-- START Available data --

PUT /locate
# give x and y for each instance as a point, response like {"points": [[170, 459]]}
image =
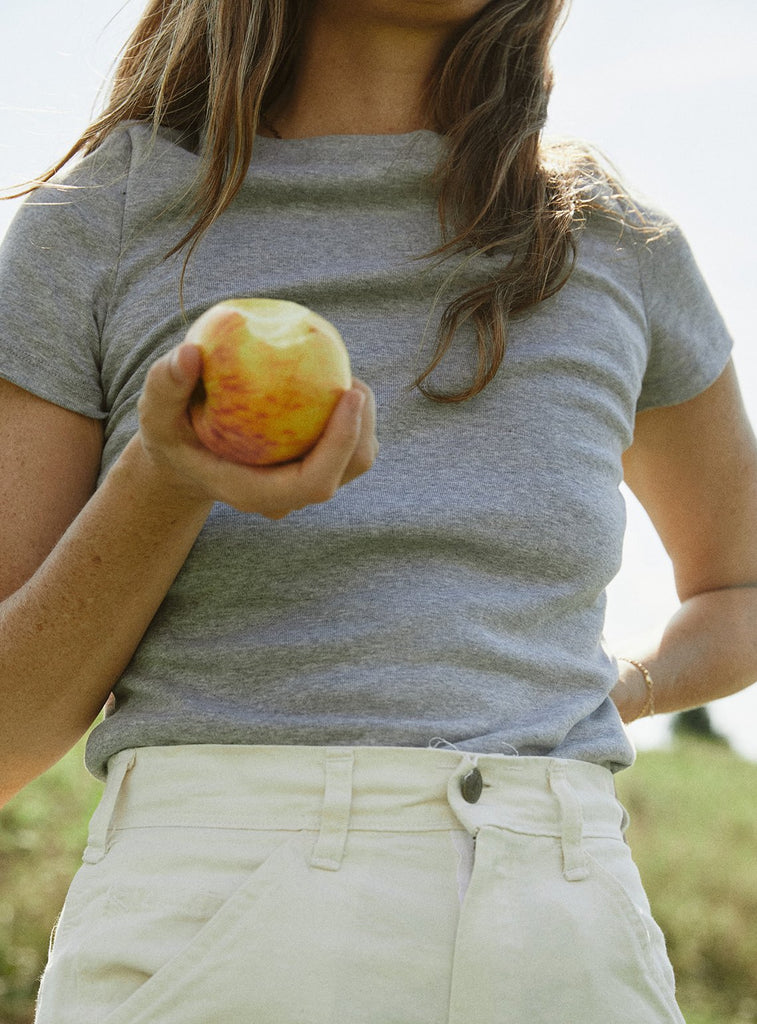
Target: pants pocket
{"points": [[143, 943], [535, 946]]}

-- END Available data --
-- START Available data --

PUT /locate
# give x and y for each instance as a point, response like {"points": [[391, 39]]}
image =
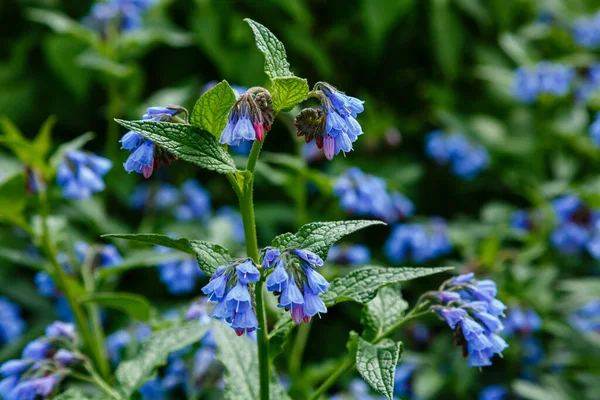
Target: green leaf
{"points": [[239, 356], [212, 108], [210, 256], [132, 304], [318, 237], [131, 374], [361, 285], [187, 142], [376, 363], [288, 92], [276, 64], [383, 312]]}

-- END Available data --
-- START Available data --

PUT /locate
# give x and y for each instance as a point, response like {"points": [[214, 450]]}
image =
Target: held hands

-- END Available data --

Challenge -> Gather every line in the data above that contains the string "give" and copy each one unchanged.

Response for this exercise ->
# give x and y for each instance as a point, response like {"points": [[170, 459]]}
# give x and y for each instance as a point, response like {"points": [[391, 39]]}
# give x and y for each instance as a point, response like {"points": [[214, 450]]}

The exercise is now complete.